To complete the exercise, repeat every record exactly as it stands.

#### RECORDS FOR THE TASK ####

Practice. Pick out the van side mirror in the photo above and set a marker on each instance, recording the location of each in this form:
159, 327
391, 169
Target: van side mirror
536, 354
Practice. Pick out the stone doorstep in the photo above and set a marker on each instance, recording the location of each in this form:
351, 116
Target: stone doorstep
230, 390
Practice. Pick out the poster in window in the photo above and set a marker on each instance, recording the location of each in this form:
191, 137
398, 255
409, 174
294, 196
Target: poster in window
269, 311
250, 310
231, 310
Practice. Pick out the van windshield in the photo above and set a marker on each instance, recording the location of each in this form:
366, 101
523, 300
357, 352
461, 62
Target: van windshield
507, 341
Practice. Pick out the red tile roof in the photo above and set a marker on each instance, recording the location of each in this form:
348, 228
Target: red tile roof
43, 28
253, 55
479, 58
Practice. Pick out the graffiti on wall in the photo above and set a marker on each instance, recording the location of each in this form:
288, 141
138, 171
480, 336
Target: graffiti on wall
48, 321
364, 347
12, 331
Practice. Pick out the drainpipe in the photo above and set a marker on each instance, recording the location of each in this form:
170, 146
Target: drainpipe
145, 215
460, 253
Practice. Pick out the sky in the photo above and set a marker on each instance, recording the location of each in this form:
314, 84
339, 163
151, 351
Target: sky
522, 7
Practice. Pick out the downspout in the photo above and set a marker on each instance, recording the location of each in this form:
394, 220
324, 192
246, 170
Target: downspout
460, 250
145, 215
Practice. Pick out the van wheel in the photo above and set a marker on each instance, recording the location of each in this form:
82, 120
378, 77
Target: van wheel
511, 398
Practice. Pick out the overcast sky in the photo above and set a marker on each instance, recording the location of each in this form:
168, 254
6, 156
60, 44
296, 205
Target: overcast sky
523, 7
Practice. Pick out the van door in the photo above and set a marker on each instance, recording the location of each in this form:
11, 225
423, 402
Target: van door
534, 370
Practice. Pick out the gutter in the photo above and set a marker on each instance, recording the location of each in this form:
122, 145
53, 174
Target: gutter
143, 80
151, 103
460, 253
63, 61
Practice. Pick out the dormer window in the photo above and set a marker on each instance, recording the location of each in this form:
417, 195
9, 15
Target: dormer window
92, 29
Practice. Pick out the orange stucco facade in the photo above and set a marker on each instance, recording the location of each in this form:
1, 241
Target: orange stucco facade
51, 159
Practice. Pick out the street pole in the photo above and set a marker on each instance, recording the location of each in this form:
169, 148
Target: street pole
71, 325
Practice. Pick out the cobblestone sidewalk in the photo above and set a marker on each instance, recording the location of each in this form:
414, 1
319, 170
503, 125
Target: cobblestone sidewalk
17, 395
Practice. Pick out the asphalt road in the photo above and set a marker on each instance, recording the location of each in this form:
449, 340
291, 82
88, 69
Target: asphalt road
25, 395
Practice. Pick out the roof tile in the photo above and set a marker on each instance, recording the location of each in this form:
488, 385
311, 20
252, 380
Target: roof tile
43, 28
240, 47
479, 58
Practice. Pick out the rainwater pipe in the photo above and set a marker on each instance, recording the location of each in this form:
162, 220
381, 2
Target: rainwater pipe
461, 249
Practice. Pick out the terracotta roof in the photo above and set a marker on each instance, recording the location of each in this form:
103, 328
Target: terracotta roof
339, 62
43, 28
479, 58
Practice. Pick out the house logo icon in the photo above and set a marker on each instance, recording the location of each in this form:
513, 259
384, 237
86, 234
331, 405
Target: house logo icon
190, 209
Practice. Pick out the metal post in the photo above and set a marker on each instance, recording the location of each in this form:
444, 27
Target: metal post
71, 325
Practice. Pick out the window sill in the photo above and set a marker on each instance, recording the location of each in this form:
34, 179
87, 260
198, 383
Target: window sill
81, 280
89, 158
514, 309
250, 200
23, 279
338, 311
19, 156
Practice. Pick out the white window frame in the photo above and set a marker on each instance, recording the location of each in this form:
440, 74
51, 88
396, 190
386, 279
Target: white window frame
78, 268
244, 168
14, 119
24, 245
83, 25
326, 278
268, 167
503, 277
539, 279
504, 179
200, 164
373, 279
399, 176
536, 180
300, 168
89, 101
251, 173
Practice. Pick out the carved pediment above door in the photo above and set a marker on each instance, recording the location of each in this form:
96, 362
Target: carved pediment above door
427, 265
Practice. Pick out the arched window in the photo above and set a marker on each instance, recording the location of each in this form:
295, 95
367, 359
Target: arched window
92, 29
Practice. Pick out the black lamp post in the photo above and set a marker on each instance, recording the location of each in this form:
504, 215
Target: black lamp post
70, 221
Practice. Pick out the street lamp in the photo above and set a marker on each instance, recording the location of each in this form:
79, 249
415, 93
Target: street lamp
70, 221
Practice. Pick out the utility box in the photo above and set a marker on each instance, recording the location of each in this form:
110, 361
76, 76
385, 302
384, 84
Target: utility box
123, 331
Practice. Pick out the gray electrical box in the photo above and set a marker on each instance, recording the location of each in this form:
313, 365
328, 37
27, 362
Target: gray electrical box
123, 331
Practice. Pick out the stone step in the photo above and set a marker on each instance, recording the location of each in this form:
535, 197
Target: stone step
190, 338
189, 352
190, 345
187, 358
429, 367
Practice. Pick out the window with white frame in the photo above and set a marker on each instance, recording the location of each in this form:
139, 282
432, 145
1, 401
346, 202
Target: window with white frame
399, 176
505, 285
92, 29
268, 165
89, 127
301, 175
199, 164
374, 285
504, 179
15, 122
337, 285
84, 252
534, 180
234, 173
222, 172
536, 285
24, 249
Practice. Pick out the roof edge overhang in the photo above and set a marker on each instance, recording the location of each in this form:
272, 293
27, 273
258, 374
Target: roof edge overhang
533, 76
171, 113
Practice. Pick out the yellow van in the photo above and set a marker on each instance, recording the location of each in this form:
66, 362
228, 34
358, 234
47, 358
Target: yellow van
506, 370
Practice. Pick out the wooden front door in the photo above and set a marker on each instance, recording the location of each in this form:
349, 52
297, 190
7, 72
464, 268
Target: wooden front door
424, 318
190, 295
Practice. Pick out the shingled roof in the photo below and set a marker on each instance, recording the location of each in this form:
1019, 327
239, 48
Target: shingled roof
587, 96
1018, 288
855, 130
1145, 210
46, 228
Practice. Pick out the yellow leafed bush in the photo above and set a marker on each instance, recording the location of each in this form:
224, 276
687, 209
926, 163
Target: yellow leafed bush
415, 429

####

# [EXERCISE RESULT]
Practice. Pick out the van side mirror in the photo above and set a marker on each instance, recording the location of each in this form:
159, 327
391, 169
Target: van side mirror
536, 354
Practice. Pick out the stone doorstep in the photo above and set a marker on each instance, recording the location of each in this form:
351, 116
Target: stone doorstep
230, 390
Practice. Pick out the poster in window in the photo above and set a marker on each instance, recording the location of each in this form:
191, 137
398, 255
409, 174
294, 196
Target: poster in window
269, 311
250, 310
231, 310
Practice. Pick out the van windshield in the photo above and set a marker on each instance, recording the location of each in this form:
366, 101
523, 300
357, 352
461, 62
Target: van windshield
507, 341
Practice. Pick out the red tile roof in the photo above and set a marker on each instance, recording the location of each in this form:
348, 228
Target: red tile roof
43, 28
253, 55
479, 58
Practice. Pick out the graffiti on wall in the photo above and set a marker on each instance, recording the location of each in this form:
288, 141
138, 171
480, 336
Target: graffiti on wall
48, 321
364, 347
12, 331
Practice. Pick out the drainpipe in the photo above and set a marker on each instance, recording the location of each in this form:
170, 146
Target: drainpipe
145, 215
460, 253
Practice. Pick out the sky in the photo above and set a marker on each instance, recording the location of each in this form:
314, 84
339, 163
151, 351
Target: sky
522, 7
Practice. Pick out the downspout in the photo above and set a marker on each instance, recording the location of each in this form:
394, 220
324, 192
246, 170
Target: downspout
460, 250
145, 215
Practice. Pick out the van wheel in the photo above and set a marker on each instance, recording the location of each in this form:
82, 120
378, 77
Target: van wheel
511, 398
Practice. Pick out the overcast sky in the photo above and set a marker on each instance, recording the location of each in this form:
168, 254
6, 156
60, 44
296, 205
Target: overcast sky
523, 7
Practice. Pick out the van door in the photo above and set a marker on each instance, recording the location of each in this form:
11, 225
423, 402
Target: van door
534, 370
Practice. Pick out the gutter in the photo above and set a marker on each instance, recording the location of each in this form:
122, 145
53, 174
Target: gutter
143, 80
151, 103
460, 253
63, 61
Practice. Pick out the dormer window in the photo above and set a marker on each instance, recording the location of each in this form:
417, 195
9, 15
Target: dormer window
92, 29
Practice. Pick out the orange stucco facade in the photo above and set a marker on each instance, recording the location of each in this form:
1, 241
Target: orange stucco facade
51, 159
Practice. Pick out the street pole in the photo above and set a marker on each instance, recording the location of each in this form:
169, 148
Target: street pole
71, 325
Practice. Pick out the cobblestone sidewalk in the photo above and set a marker on each instance, recording the location of each in this form:
414, 1
319, 170
503, 125
Target: cobblestone sidewalk
17, 395
Practice. Pick out the asphalt road in the photo above and set a marker on each instance, recording the location of each in this form:
449, 340
291, 82
88, 69
Target: asphalt road
25, 395
Practice. Pick out the roof tile in the photo above and set a marker on each instance, recording the location of each in this form:
488, 385
311, 20
252, 380
Target: roof tile
43, 28
240, 47
479, 58
Practice. Pick out the rainwater pipe in the photo above and set a marker on each instance, recording the location of each in this form:
162, 220
381, 2
Target: rainwater pipe
461, 249
Practice. Pick out the terracotta roof in the photo above and set a marker on each instance, recording the location of each in this form:
103, 328
Target: terracotta roof
339, 62
43, 28
479, 58
Practice. Pick out the house logo icon in the photo above and set a marker on each instance, recording the location of each in this form:
513, 259
384, 237
86, 234
331, 405
Target: house logo icon
190, 209
Practice. Pick out the metal post in the photo above and set a marker on each instance, recording the location of each in this form:
444, 27
Target: metal post
71, 325
Practice. Pick out the window sill in the photo above and set a marker on each instance, recording the location of each in this form:
34, 179
87, 260
198, 383
Target: window sill
81, 280
89, 158
514, 309
250, 200
23, 279
338, 311
19, 156
Practice. Pick out the white window frame in the photo above and set a marker on each instance, recording the location of each in this form:
440, 74
51, 88
396, 190
386, 279
Target: white window frame
78, 268
244, 168
14, 119
24, 245
83, 25
326, 278
268, 167
503, 277
539, 279
504, 179
200, 164
373, 279
399, 176
536, 180
300, 168
89, 101
251, 173
Practice. Pick out the carved pediment above door in the photo above and set a marker on each instance, recording the location of each in this form:
96, 362
Target: carved pediment above door
427, 265
Practice. Pick out the arched window in the photo above and set a marker on each instance, recording the location of each in this form:
295, 95
367, 359
Target: arched window
92, 29
Practice. Pick out the black lamp post in the photo above and set a marker on each instance, recording the location of each in this form:
504, 215
Target: black lamp post
70, 221
Practice. Pick out the street lamp in the photo above and set a marker on each instance, recording the location of each in this form:
79, 249
415, 93
Target: street lamp
70, 221
Practice. Pick out the utility box in the photo above and set a marker on each instance, recording the location of each in this form:
110, 361
76, 76
385, 302
384, 84
Target: utility box
123, 331
Practice. Pick out the gray electrical box in the photo above and set a marker on each instance, recording the location of each in this form:
313, 365
328, 37
27, 362
Target: gray electrical box
123, 331
Practice. Pick out the stone step in the photo above and set a marker on each instance, recording the location of each in this form:
535, 197
Target: stone step
190, 338
189, 352
190, 345
187, 358
429, 367
Practice. Pick out the window with white frame in the photo above and set a marker on each instance, recording the location of each in this form:
139, 282
432, 145
1, 401
346, 202
Target: window with white frame
399, 176
505, 285
92, 29
268, 165
89, 127
301, 175
199, 164
374, 285
504, 179
15, 122
337, 285
84, 252
534, 180
234, 173
222, 172
536, 285
24, 249
Practice. Pick out the roof edge overhang in the photo above and set a marker on each instance, recording the location of each in this form:
272, 293
27, 273
258, 374
Target: roof edge overhang
533, 76
171, 113
Practice. Pick out the yellow van in the photo above and set a marker on each instance, recording the location of each in this form:
66, 362
228, 34
358, 234
47, 358
Target: yellow van
506, 370
Practice. Pick out the wooden front door in the photo above and set a marker on each instance, recording the location of each in this form:
349, 52
297, 190
7, 72
464, 268
Target: wooden front door
424, 318
190, 295
Practice. Pick out the shingled roof in the photo below and set a marker on each instance, recording the location of each in this form:
1019, 327
239, 48
Target: shingled roof
587, 96
1018, 288
855, 130
1145, 210
46, 228
Practice. Pick out the yellow leafed bush in the photo above and set a marker on each instance, recording the location of each in this form:
224, 276
687, 209
926, 163
Target: yellow leafed bush
415, 429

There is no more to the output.